- Work request
Reproduce all the data, character for character.

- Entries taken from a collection
--- START ---
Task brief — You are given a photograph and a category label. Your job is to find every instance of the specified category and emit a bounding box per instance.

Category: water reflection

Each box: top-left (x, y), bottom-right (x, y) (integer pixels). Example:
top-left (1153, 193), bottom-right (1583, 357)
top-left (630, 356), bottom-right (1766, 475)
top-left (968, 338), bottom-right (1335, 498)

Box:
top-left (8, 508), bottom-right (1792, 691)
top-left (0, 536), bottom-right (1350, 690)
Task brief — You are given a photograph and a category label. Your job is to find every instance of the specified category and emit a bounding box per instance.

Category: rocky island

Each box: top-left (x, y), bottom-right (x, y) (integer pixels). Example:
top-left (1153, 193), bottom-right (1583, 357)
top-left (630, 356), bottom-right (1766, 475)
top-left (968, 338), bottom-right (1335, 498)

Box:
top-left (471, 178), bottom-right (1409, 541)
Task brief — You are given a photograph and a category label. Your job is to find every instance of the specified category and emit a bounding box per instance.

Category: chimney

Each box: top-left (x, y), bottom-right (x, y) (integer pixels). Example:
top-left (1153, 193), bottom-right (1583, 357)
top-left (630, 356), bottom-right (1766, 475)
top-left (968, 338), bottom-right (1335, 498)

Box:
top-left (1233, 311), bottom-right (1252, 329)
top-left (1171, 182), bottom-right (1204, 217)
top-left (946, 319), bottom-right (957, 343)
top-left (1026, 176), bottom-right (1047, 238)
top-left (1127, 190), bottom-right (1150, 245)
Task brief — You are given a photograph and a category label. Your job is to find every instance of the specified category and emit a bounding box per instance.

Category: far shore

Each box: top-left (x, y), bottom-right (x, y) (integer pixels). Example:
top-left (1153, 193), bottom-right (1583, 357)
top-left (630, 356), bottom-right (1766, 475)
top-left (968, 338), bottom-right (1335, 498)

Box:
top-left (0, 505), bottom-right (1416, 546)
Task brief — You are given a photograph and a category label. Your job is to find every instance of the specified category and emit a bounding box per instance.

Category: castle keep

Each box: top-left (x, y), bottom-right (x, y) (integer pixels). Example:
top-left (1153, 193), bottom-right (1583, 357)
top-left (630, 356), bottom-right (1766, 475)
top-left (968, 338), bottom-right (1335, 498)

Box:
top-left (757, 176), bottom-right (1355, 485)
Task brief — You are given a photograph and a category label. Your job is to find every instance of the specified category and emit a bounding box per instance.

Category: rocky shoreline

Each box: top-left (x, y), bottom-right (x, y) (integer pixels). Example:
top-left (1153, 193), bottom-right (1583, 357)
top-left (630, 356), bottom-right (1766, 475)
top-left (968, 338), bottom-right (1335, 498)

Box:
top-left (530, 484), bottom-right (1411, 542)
--- END ---
- Solution to this task
Task brief — You are given a photograph and a category label. Your job is to find every instance of the specified category and emit a bounding box per instance.

Category: water reflection

Each box: top-left (x, y), bottom-right (x, y) (integer pixels). Example:
top-left (1153, 193), bottom-right (1583, 357)
top-left (630, 356), bottom-right (1766, 475)
top-left (968, 338), bottom-right (1335, 498)

Box:
top-left (8, 508), bottom-right (1792, 691)
top-left (0, 536), bottom-right (1350, 690)
Task brief — You are given a photograph and a category label. Your job is to find every instance of the specified category and emit a bounding box per instance.

Category: rocky island

Each box: top-left (x, y), bottom-right (x, y) (integer pixels). Example:
top-left (1153, 193), bottom-right (1583, 357)
top-left (630, 356), bottom-right (1766, 475)
top-left (968, 338), bottom-right (1335, 498)

Box:
top-left (471, 178), bottom-right (1409, 541)
Task brief — You are given a photograph and a category label. Your job is to find every instance of the specified category and emit a bounding box per instance.

Category: chimney

Each box: top-left (x, y), bottom-right (x, y) (integer pixels). Example:
top-left (1153, 193), bottom-right (1583, 357)
top-left (630, 356), bottom-right (1766, 475)
top-left (968, 338), bottom-right (1335, 498)

Box:
top-left (1233, 311), bottom-right (1252, 329)
top-left (1171, 182), bottom-right (1204, 217)
top-left (946, 319), bottom-right (957, 343)
top-left (1026, 176), bottom-right (1047, 238)
top-left (1127, 190), bottom-right (1150, 245)
Task brief — You are given a photograph and a category label. Your job is to find every instance of the specified category and emit a bounding box per instance.

Category: far shore

Each box: top-left (x, y), bottom-right (x, y) (integer pixels). Example:
top-left (1153, 193), bottom-right (1583, 357)
top-left (630, 356), bottom-right (1766, 475)
top-left (968, 338), bottom-right (1335, 498)

Box:
top-left (0, 505), bottom-right (1416, 546)
Task brief — You are given a photograph and a category label. Your job is to find every instance of the specified category and emit a bounding box per instance.

Category: castle keep

Each box: top-left (x, y), bottom-right (x, y) (integer pixels). Example:
top-left (1153, 193), bottom-right (1583, 357)
top-left (630, 356), bottom-right (1766, 475)
top-left (968, 338), bottom-right (1335, 498)

Box:
top-left (757, 176), bottom-right (1355, 485)
Task brief — You are given a photograph and a category label. Your job is to find every instance of the specified category and emit a bounding box per instance.

Category: rocky shoreline

Each box: top-left (x, y), bottom-right (x, y) (integer pixels). Example:
top-left (1153, 193), bottom-right (1583, 357)
top-left (630, 356), bottom-right (1766, 475)
top-left (968, 338), bottom-right (1335, 498)

Box:
top-left (530, 484), bottom-right (1411, 542)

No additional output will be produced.